*Exercise set:*
(1) Reproduce the part of the water-system recommendation page starting with "The recommendation is" and going on through "order every time.".
(2) Answer these questions from the water-system recommendation page:
(a) What does the Verify step check the fit against?
(b) What does the Diagnose step use to establish the actual problem?
(c) Where might a generic recommendation engine point the homeowner?

*Extract to read:*
The recommendation is where a water sale is won or lost. Recommend the right system for the right reason and you earn the in-home test; recommend a generic product, a competitor's, or something with an invented spec, and you lose the customer's trust — and your brand takes the hit. A grounded AI water specialist is built so that can't happen: it recommends only from your catalog, only after the diagnosis, and only what it can source.
Diagnosis first, product second
The order matters. A tool that leads with a product is a salesperson in a bad suit — the homeowner feels it. A specialist diagnoses first: what's in the water, how severe, what it will take to treat. Only once that's sealed does a recommendation make sense, because now it's an answer to a problem, not a pitch. The AI water specialist enforces that order every time.
How it matches the problem to your catalog
- 1
Diagnose
Establishes the actual problem from EPA data (or well-water symptoms) — hardness, iron, PFAS, and more. - 2
Filter
Narrows to the systems in your catalog that treat that specific problem — nothing outside what you sell. - 3
Verify
Checks the fit against the relevant NSF/ANSI certification for the job, pulled from the listing. - 4
Present
Recommends the fitting system with the reason and the sourced spec — then books the in-home test.
Why "your catalog only" matters
A generic recommendation engine helps the homeowner and hurts you — it might point them to a product you don't carry, or a competitor's. Configuring the specialist on your catalog means every recommendation is something you stock, install, and service. The customer gets a fitting answer; you get the sale. It's the front door to your business, not a leak out of it.

*Supplied records:*

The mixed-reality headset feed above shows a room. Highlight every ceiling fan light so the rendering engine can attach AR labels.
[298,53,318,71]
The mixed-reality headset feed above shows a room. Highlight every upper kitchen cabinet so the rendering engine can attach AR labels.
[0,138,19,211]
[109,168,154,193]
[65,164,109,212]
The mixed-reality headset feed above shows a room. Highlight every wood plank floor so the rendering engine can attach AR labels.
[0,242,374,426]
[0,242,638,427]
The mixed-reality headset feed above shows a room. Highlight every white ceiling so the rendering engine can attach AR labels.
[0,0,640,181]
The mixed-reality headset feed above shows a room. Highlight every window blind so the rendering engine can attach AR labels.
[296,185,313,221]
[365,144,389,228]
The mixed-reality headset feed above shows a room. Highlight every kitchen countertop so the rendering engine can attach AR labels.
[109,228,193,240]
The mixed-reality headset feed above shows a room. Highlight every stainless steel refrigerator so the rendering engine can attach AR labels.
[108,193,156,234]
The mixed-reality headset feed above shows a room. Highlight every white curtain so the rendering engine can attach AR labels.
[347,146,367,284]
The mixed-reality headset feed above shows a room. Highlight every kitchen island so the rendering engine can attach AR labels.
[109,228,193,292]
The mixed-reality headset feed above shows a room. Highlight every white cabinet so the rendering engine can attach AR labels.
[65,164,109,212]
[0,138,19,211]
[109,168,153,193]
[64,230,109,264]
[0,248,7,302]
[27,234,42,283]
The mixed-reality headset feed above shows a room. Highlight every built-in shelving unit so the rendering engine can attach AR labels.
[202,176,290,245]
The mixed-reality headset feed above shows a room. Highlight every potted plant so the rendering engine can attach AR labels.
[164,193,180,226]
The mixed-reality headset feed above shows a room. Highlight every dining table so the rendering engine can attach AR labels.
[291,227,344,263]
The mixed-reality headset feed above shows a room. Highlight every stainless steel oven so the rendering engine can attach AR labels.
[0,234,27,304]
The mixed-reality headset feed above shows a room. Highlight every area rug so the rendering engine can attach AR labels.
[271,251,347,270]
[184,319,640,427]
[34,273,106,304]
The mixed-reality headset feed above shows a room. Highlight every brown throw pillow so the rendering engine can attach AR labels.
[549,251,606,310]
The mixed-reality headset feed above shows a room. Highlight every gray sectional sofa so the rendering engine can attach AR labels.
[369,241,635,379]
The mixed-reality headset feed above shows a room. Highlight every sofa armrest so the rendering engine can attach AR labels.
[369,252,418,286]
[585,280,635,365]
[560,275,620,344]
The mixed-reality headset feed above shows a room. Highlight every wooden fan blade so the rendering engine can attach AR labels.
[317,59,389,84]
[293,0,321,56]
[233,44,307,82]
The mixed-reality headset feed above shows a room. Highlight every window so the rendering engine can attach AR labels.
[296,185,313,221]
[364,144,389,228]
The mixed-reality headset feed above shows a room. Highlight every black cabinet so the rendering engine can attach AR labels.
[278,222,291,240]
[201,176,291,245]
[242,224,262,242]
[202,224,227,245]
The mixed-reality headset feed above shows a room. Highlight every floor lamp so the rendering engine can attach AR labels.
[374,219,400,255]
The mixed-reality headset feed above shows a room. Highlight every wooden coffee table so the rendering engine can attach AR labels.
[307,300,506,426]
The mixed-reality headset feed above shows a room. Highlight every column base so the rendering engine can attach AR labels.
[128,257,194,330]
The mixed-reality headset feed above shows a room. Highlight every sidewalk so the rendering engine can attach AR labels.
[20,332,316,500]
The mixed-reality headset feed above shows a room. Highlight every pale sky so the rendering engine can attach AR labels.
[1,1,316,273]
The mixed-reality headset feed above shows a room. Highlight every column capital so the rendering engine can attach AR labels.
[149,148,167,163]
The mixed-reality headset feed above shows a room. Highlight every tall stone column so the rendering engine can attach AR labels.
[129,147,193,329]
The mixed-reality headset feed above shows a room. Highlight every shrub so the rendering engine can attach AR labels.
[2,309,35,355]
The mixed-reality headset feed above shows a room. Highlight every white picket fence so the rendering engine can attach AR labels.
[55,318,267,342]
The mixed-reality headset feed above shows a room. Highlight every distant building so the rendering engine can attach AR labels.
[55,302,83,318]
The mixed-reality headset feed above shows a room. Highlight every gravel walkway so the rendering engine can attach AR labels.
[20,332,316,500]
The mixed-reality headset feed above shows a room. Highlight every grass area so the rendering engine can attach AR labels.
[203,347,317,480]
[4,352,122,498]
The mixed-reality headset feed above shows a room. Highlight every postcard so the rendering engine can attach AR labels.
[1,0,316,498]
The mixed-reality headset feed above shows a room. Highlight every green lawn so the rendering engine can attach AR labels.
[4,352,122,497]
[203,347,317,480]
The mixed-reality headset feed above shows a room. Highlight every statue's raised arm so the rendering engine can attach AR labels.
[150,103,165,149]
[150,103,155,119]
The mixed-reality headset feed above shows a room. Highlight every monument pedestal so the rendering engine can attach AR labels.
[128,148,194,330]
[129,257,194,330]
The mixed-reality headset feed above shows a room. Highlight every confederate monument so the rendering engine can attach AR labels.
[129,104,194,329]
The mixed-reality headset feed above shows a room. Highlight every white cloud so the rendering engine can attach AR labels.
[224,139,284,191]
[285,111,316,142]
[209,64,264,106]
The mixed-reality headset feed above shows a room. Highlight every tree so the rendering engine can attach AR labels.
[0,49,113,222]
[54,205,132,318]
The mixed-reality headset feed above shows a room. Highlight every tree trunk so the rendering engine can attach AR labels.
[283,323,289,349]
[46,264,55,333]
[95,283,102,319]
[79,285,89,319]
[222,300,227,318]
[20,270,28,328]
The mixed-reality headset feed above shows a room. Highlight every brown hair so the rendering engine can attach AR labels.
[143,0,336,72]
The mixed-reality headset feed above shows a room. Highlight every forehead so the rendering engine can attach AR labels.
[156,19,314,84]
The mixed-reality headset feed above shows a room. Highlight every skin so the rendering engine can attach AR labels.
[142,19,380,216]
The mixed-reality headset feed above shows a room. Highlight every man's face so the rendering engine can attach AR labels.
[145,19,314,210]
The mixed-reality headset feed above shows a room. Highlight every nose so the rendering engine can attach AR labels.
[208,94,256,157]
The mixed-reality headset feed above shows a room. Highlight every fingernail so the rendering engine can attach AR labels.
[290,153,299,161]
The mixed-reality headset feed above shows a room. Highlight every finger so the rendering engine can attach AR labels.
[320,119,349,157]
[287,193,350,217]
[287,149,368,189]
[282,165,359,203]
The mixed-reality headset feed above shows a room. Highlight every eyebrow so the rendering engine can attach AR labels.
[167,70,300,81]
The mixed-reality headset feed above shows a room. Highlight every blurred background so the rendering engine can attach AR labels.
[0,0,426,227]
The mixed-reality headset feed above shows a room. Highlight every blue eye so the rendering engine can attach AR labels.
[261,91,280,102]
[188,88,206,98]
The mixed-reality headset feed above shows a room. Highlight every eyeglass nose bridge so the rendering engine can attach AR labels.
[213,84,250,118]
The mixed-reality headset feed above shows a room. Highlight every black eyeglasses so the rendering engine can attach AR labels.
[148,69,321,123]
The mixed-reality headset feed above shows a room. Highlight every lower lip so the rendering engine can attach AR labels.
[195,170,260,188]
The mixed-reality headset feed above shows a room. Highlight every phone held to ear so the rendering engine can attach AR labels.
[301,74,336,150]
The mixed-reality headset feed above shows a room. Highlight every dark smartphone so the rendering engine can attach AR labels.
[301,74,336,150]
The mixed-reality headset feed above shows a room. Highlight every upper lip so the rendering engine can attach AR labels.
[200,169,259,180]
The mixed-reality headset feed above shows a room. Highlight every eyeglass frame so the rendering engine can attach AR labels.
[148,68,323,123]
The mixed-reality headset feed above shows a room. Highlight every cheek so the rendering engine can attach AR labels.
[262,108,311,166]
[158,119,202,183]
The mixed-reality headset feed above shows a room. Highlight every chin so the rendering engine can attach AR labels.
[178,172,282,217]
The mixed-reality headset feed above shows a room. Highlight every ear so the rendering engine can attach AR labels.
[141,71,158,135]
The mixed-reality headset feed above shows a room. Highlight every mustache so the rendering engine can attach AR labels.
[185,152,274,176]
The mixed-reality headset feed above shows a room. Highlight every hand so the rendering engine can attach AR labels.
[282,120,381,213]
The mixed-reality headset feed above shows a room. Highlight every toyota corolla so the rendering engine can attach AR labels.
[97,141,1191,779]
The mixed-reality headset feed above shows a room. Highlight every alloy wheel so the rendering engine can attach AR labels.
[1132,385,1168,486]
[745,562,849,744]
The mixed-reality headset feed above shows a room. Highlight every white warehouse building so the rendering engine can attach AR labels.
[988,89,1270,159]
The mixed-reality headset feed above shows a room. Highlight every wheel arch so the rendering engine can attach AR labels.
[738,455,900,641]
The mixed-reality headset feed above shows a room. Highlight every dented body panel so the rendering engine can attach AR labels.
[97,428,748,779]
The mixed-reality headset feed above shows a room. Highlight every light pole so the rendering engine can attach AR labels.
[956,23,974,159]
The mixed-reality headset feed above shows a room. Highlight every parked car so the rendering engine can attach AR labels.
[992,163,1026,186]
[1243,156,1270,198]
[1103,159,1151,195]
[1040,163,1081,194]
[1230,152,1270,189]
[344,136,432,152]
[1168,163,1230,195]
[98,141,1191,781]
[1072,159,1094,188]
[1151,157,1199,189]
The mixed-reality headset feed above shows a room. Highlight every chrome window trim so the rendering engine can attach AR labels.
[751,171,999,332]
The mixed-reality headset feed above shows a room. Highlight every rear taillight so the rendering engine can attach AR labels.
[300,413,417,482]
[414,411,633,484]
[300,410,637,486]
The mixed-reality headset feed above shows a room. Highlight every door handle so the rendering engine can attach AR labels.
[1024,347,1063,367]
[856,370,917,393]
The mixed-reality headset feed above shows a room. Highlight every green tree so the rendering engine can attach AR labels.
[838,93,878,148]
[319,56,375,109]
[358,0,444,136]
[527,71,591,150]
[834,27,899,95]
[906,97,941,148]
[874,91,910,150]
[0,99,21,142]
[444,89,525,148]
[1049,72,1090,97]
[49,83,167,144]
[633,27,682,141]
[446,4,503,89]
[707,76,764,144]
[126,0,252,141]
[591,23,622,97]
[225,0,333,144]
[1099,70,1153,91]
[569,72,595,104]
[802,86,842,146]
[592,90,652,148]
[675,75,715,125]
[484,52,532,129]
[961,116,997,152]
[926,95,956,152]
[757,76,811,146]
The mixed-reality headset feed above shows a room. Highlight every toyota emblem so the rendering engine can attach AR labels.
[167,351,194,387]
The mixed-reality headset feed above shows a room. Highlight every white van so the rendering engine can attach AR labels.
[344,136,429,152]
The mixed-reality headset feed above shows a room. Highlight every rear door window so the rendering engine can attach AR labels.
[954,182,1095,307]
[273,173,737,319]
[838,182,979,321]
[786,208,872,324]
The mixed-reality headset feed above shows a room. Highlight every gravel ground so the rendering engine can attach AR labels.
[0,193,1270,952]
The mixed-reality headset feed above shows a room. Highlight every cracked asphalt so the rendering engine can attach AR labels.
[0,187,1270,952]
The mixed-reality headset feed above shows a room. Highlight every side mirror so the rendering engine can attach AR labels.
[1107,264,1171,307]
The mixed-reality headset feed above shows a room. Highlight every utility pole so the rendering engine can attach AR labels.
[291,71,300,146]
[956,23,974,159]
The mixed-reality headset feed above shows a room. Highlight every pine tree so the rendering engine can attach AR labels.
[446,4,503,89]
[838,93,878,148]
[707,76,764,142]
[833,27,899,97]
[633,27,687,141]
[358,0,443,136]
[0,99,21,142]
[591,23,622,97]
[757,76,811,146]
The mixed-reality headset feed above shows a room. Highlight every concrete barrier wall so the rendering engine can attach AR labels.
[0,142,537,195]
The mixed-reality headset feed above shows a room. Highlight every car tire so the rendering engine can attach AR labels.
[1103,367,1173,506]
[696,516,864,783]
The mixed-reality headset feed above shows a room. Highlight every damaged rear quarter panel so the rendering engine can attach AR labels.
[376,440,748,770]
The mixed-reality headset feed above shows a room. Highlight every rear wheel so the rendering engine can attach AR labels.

*Answers to the exercises:*
(1)
The recommendation is where a water sale is won or lost. Recommend the right system for the right reason and you earn the in-home test; recommend a generic product, a competitor's, or something with an invented spec, and you lose the customer's trust — and your brand takes the hit. A grounded AI water specialist is built so that can't happen: it recommends only from your catalog, only after the diagnosis, and only what it can source.
Diagnosis first, product second
The order matters. A tool that leads with a product is a salesperson in a bad suit — the homeowner feels it. A specialist diagnoses first: what's in the water, how severe, what it will take to treat. Only once that's sealed does a recommendation make sense, because now it's an answer to a problem, not a pitch. The AI water specialist enforces that order every time.

(2)
(a) The relevant NSF/ANSI certification for the job, pulled from the listing.
(b) EPA data, or well-water symptoms.
(c) To a product you don't carry, or a competitor's.